**** Data for processing
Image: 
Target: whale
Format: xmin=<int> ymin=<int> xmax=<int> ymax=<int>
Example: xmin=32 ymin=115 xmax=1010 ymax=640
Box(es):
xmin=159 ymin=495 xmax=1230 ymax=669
********
▶ _Short problem_:
Reproduce each item above line for line, with no changes.

▶ _Written response_:
Image: 
Target: whale
Format: xmin=<int> ymin=<int> xmax=<int> ymax=<int>
Example: xmin=32 ymin=115 xmax=1010 ymax=640
Box(es):
xmin=159 ymin=495 xmax=1230 ymax=669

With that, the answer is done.